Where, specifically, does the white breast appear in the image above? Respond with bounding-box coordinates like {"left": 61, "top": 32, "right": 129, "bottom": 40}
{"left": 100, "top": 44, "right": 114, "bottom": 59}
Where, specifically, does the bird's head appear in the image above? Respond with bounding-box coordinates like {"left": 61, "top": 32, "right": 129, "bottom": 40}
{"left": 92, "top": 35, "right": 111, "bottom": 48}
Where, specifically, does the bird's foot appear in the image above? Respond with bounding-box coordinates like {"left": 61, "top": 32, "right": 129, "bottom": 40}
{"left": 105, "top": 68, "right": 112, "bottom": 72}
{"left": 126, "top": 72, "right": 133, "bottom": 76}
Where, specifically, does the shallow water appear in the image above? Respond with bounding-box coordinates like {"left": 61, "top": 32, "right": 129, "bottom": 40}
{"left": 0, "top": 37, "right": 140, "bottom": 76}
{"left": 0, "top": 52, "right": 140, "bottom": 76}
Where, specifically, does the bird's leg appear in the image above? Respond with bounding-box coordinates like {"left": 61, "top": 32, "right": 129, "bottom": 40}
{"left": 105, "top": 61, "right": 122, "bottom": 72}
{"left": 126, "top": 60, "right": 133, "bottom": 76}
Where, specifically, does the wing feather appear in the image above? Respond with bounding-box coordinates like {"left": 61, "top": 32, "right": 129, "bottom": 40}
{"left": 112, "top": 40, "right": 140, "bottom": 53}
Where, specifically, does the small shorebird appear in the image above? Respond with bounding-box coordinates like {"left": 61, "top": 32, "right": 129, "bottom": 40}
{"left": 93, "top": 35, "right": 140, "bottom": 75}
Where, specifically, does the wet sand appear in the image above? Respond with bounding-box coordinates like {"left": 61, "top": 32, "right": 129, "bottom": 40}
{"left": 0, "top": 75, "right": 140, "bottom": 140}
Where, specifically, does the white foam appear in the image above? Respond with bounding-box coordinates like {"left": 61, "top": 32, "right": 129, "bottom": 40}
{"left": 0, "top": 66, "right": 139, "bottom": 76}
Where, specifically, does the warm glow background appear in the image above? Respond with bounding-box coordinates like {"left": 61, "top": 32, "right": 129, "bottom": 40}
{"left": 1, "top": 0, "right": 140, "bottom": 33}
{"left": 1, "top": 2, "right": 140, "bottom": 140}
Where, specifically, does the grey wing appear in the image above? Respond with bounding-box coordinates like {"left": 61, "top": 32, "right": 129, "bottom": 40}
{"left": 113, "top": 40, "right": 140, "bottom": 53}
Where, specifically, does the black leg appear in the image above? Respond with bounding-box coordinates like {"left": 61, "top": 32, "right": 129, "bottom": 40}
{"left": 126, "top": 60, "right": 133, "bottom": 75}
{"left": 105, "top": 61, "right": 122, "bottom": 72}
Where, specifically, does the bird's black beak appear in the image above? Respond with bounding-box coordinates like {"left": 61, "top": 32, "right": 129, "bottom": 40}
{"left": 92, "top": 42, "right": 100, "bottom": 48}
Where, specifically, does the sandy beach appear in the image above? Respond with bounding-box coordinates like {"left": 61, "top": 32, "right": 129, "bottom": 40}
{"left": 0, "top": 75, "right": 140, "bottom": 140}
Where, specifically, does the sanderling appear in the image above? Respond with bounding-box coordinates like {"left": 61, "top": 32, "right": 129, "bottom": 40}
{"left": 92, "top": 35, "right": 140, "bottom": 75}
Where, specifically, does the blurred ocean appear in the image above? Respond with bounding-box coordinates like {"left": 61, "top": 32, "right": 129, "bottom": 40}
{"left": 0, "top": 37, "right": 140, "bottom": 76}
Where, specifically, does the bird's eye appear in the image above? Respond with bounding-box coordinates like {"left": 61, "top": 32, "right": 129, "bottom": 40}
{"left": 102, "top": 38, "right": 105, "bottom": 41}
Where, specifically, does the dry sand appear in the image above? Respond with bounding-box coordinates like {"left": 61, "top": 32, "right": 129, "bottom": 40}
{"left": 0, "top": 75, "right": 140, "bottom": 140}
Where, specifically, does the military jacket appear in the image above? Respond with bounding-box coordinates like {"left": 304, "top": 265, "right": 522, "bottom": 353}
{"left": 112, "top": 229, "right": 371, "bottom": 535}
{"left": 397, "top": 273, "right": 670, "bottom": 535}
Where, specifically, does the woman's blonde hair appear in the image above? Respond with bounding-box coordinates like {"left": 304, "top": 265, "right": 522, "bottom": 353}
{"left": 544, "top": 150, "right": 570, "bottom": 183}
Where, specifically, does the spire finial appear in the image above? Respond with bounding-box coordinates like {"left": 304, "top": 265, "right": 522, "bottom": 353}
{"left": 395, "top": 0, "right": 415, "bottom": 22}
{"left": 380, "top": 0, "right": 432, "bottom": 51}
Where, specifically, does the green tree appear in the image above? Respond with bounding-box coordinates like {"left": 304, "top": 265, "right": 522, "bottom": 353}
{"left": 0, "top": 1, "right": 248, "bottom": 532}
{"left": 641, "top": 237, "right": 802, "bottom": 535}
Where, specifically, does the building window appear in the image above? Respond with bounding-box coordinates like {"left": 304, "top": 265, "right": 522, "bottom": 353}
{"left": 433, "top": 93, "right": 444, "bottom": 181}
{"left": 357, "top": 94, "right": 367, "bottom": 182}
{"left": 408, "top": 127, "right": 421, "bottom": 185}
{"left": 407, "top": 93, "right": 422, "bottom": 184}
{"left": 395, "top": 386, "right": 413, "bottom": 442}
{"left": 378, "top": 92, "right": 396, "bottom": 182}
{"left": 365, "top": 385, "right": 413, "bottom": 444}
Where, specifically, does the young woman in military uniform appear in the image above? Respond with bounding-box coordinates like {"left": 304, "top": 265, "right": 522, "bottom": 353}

-----

* To do *
In full and word for word, restate the data.

* Expected answer *
Where, specifically, does the white breast appear in the image above? Respond with bounding-box coordinates like {"left": 61, "top": 32, "right": 129, "bottom": 40}
{"left": 100, "top": 44, "right": 114, "bottom": 59}
Where, specifically, does the bird's head appear in the image above? Respond with bounding-box coordinates like {"left": 61, "top": 32, "right": 129, "bottom": 40}
{"left": 92, "top": 35, "right": 111, "bottom": 48}
Where, specifically, does the bird's foot appear in the image above? Respond with bounding-box coordinates like {"left": 61, "top": 32, "right": 129, "bottom": 40}
{"left": 105, "top": 68, "right": 112, "bottom": 72}
{"left": 126, "top": 72, "right": 133, "bottom": 76}
Where, specifically, does the shallow water appear in the image above? Respond with bounding-box coordinates like {"left": 61, "top": 32, "right": 129, "bottom": 40}
{"left": 0, "top": 37, "right": 140, "bottom": 76}
{"left": 0, "top": 52, "right": 140, "bottom": 76}
Where, specifically, does the bird's leg appear in the image above? Respond with bounding-box coordinates like {"left": 61, "top": 32, "right": 129, "bottom": 40}
{"left": 105, "top": 61, "right": 122, "bottom": 72}
{"left": 126, "top": 60, "right": 133, "bottom": 76}
Where, specifically, does the wing feather appear in the image above? Respond with bounding-box coordinates like {"left": 61, "top": 32, "right": 129, "bottom": 40}
{"left": 112, "top": 40, "right": 140, "bottom": 53}
Where, specifically, does the small shorebird appear in the image above? Respond with bounding-box coordinates like {"left": 61, "top": 32, "right": 129, "bottom": 40}
{"left": 93, "top": 35, "right": 140, "bottom": 75}
Where, specifically, does the wet sand appear in the image above? Respond with bounding-box coordinates like {"left": 61, "top": 32, "right": 129, "bottom": 40}
{"left": 0, "top": 75, "right": 140, "bottom": 140}
Where, specifically, does the white foam appear in the image above? Respond with bounding-box coordinates like {"left": 61, "top": 32, "right": 129, "bottom": 40}
{"left": 0, "top": 66, "right": 139, "bottom": 76}
Where, specifically, does the warm glow background appear in the image above? Respond with bounding-box coordinates like {"left": 61, "top": 32, "right": 129, "bottom": 40}
{"left": 1, "top": 0, "right": 140, "bottom": 33}
{"left": 1, "top": 2, "right": 140, "bottom": 140}
Where, specifically, does the grey wing appear in the image above? Respond with bounding-box coordinates like {"left": 61, "top": 32, "right": 129, "bottom": 40}
{"left": 113, "top": 40, "right": 140, "bottom": 53}
Where, specifically, does the black leg appear in the image above? Respond with bounding-box coordinates like {"left": 61, "top": 32, "right": 129, "bottom": 40}
{"left": 126, "top": 60, "right": 133, "bottom": 75}
{"left": 105, "top": 61, "right": 122, "bottom": 72}
Where, specifically, does the bird's black beak appear in the image above? Respond with bounding-box coordinates like {"left": 61, "top": 32, "right": 129, "bottom": 40}
{"left": 92, "top": 42, "right": 100, "bottom": 48}
Where, specifically, does the sandy beach appear in the image above? Respond with bounding-box coordinates like {"left": 61, "top": 32, "right": 129, "bottom": 40}
{"left": 0, "top": 75, "right": 140, "bottom": 140}
Where, specifically, does the sanderling appear in the image above? Respond with bounding-box coordinates like {"left": 61, "top": 32, "right": 129, "bottom": 40}
{"left": 92, "top": 35, "right": 140, "bottom": 75}
Where, specifically, does the blurred ocean appear in the image above? Respond with bounding-box coordinates like {"left": 61, "top": 32, "right": 129, "bottom": 40}
{"left": 0, "top": 37, "right": 140, "bottom": 76}
Where, specifically, does the bird's eye appear in the image above? Respond with bounding-box coordinates like {"left": 61, "top": 32, "right": 129, "bottom": 40}
{"left": 102, "top": 38, "right": 105, "bottom": 41}
Where, specifically, does the dry sand appear in the image above? Respond with bounding-box coordinates like {"left": 61, "top": 32, "right": 129, "bottom": 40}
{"left": 0, "top": 75, "right": 140, "bottom": 140}
Where, specifically, does the military jacket appear in the image above? Respond with bounding-box coordinates like {"left": 304, "top": 265, "right": 522, "bottom": 353}
{"left": 112, "top": 229, "right": 371, "bottom": 535}
{"left": 397, "top": 273, "right": 670, "bottom": 535}
Where, specifically, does the woman's blonde hair appear in the image above? Respond with bounding-box coordinates like {"left": 304, "top": 265, "right": 522, "bottom": 353}
{"left": 544, "top": 150, "right": 570, "bottom": 183}
Where, specifically, does the spire finial appear in the image above? Respond with bounding-box coordinates like {"left": 304, "top": 265, "right": 522, "bottom": 353}
{"left": 395, "top": 0, "right": 415, "bottom": 22}
{"left": 380, "top": 0, "right": 432, "bottom": 51}
Where, specifically, does the green tree appear in the image above? Respond with bounding-box coordinates like {"left": 304, "top": 265, "right": 522, "bottom": 353}
{"left": 0, "top": 1, "right": 248, "bottom": 532}
{"left": 641, "top": 237, "right": 802, "bottom": 535}
Where, specifically, does the building window appear in the image above? Respond with bounding-box coordinates like {"left": 304, "top": 265, "right": 522, "bottom": 353}
{"left": 433, "top": 93, "right": 444, "bottom": 181}
{"left": 357, "top": 94, "right": 367, "bottom": 182}
{"left": 408, "top": 127, "right": 421, "bottom": 185}
{"left": 407, "top": 93, "right": 422, "bottom": 184}
{"left": 395, "top": 386, "right": 413, "bottom": 442}
{"left": 378, "top": 92, "right": 396, "bottom": 182}
{"left": 365, "top": 385, "right": 413, "bottom": 444}
Where, specifically, does the young woman in military uniform appear in the image above? Respond with bounding-box coordinates like {"left": 304, "top": 265, "right": 522, "bottom": 353}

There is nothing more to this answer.